<<<<

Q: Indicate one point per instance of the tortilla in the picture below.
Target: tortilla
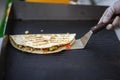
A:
(42, 43)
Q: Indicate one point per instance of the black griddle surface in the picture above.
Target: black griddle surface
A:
(100, 60)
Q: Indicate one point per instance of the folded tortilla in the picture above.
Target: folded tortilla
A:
(42, 43)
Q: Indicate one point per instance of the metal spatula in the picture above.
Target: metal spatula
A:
(81, 43)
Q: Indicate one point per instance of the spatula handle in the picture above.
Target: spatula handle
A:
(101, 26)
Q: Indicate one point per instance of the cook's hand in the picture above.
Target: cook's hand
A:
(110, 11)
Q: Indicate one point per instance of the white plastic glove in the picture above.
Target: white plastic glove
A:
(110, 11)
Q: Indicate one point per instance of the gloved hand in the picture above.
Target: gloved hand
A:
(110, 11)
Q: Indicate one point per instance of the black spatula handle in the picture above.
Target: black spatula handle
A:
(101, 26)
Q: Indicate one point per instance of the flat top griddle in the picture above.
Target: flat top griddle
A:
(100, 60)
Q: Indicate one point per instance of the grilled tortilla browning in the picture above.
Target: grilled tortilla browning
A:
(42, 43)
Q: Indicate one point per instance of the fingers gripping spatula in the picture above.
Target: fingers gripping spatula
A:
(81, 43)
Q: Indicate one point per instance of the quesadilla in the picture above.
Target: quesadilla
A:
(42, 43)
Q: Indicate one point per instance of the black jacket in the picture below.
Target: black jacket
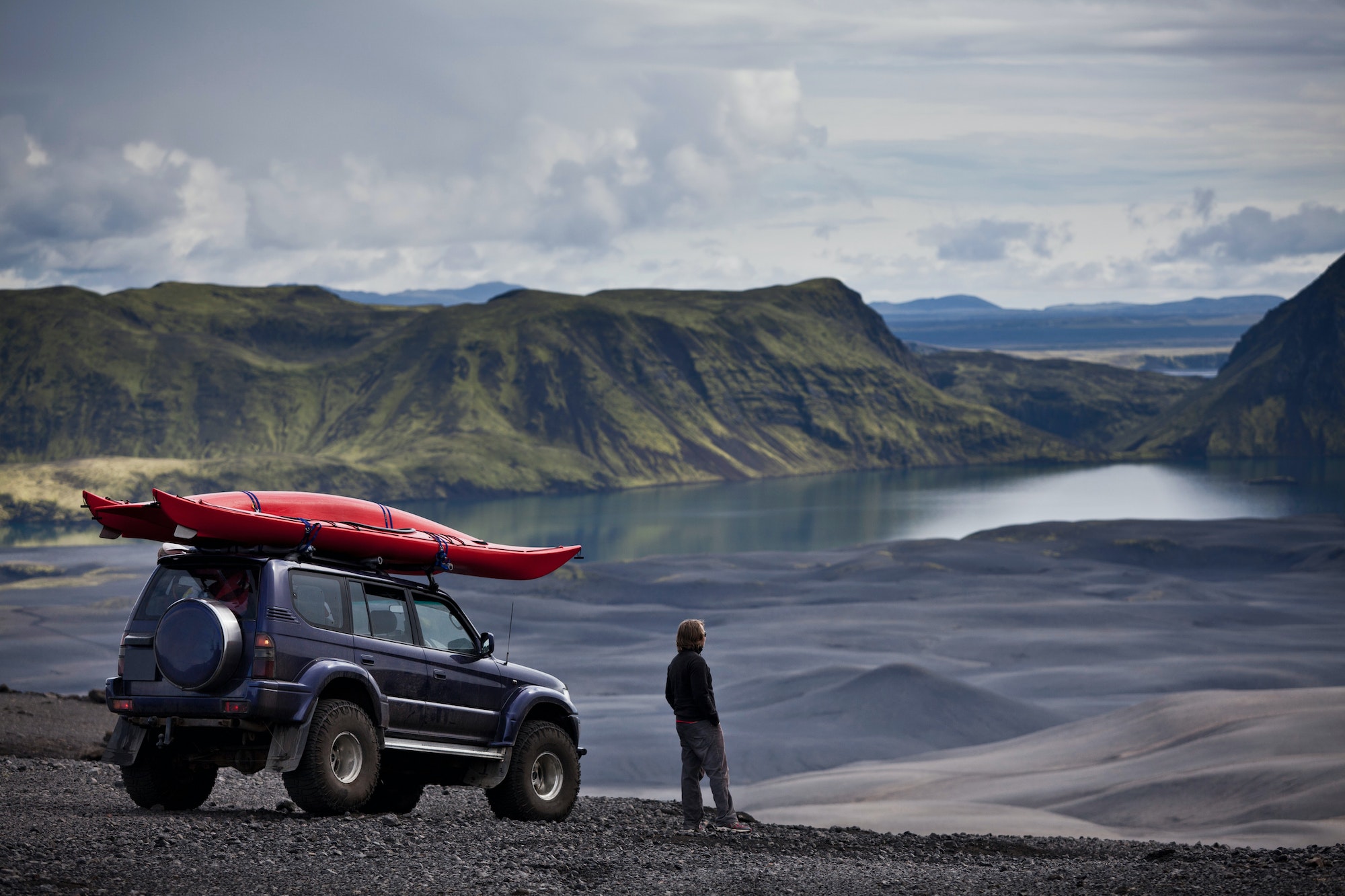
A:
(691, 689)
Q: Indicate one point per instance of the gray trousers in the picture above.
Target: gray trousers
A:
(703, 754)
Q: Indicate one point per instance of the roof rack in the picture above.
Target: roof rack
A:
(367, 565)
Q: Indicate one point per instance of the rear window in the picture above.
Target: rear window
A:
(319, 600)
(232, 585)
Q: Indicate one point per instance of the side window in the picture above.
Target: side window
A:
(358, 608)
(442, 628)
(319, 600)
(388, 616)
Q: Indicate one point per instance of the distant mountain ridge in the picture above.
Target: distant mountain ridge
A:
(295, 388)
(968, 322)
(474, 294)
(1282, 391)
(960, 306)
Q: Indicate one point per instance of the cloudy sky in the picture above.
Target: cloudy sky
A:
(1028, 153)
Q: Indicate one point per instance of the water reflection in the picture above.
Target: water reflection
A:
(847, 509)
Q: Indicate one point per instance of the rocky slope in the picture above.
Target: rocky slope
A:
(71, 827)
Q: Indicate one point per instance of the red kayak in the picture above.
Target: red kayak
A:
(326, 524)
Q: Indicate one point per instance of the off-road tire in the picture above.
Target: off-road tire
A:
(341, 735)
(541, 747)
(399, 795)
(159, 778)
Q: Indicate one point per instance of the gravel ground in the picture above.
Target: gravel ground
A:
(69, 827)
(53, 725)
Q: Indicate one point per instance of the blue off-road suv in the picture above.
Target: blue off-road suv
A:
(360, 686)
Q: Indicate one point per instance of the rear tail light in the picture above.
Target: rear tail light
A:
(264, 657)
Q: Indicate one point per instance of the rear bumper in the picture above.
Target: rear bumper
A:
(256, 700)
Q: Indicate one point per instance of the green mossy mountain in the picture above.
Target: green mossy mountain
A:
(1089, 404)
(1282, 392)
(533, 392)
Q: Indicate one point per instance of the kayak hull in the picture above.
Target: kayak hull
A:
(329, 525)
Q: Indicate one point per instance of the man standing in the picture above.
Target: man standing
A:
(691, 693)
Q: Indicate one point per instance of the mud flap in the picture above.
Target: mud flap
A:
(488, 772)
(124, 744)
(287, 747)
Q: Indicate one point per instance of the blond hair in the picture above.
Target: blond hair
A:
(691, 633)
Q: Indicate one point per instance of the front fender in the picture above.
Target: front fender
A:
(524, 701)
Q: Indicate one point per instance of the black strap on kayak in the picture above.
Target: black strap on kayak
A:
(442, 557)
(311, 530)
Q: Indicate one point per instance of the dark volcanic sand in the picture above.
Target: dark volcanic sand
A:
(71, 827)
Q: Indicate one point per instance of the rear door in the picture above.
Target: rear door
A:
(385, 645)
(466, 689)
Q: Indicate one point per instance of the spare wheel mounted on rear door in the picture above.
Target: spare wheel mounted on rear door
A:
(198, 643)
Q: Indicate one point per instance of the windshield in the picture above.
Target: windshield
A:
(233, 585)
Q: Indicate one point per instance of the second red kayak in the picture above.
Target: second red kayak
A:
(326, 524)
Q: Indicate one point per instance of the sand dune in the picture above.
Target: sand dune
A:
(1241, 767)
(884, 651)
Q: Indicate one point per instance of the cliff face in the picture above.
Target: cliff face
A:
(1089, 404)
(1282, 391)
(531, 392)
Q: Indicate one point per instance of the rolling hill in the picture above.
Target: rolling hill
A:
(294, 386)
(1282, 391)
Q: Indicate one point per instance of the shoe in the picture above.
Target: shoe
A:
(736, 827)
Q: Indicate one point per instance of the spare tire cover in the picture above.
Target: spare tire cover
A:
(198, 643)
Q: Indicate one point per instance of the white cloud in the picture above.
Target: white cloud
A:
(917, 149)
(1254, 236)
(37, 157)
(992, 240)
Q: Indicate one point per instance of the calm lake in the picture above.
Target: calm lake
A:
(836, 510)
(806, 513)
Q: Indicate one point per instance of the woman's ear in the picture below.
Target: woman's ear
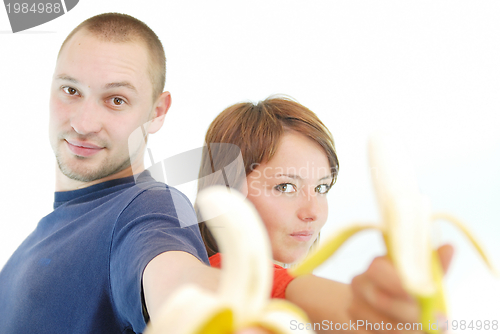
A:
(161, 107)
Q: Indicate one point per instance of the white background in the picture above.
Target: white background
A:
(428, 70)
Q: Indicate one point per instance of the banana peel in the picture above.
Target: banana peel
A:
(243, 298)
(406, 229)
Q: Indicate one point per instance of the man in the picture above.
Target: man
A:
(112, 250)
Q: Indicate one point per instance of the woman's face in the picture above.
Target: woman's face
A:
(289, 192)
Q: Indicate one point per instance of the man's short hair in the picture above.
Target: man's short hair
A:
(123, 28)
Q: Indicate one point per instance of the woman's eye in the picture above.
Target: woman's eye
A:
(117, 101)
(323, 188)
(285, 188)
(70, 90)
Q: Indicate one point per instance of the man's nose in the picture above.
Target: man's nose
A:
(87, 118)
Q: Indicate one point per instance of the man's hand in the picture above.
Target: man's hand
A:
(378, 296)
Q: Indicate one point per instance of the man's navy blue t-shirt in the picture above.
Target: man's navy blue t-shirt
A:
(80, 271)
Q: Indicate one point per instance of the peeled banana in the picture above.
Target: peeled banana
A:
(243, 298)
(406, 228)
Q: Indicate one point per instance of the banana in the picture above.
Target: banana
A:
(242, 300)
(406, 229)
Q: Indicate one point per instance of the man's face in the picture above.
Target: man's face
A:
(100, 93)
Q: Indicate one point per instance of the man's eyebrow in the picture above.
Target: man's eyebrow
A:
(67, 78)
(121, 84)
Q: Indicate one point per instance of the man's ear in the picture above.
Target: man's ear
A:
(161, 107)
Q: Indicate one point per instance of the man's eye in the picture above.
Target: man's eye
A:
(323, 188)
(117, 101)
(286, 188)
(70, 90)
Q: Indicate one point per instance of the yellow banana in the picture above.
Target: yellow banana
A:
(406, 228)
(242, 299)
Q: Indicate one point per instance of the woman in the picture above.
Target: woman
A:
(288, 166)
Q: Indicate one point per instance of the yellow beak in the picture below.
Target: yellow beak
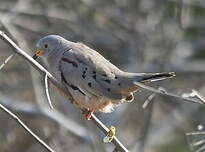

>>>>

**WORK TO COMPLETE**. Reply with one number only, the count of lines above that hold the string "distant".

**ANSWER TO THE PROBLEM**. 2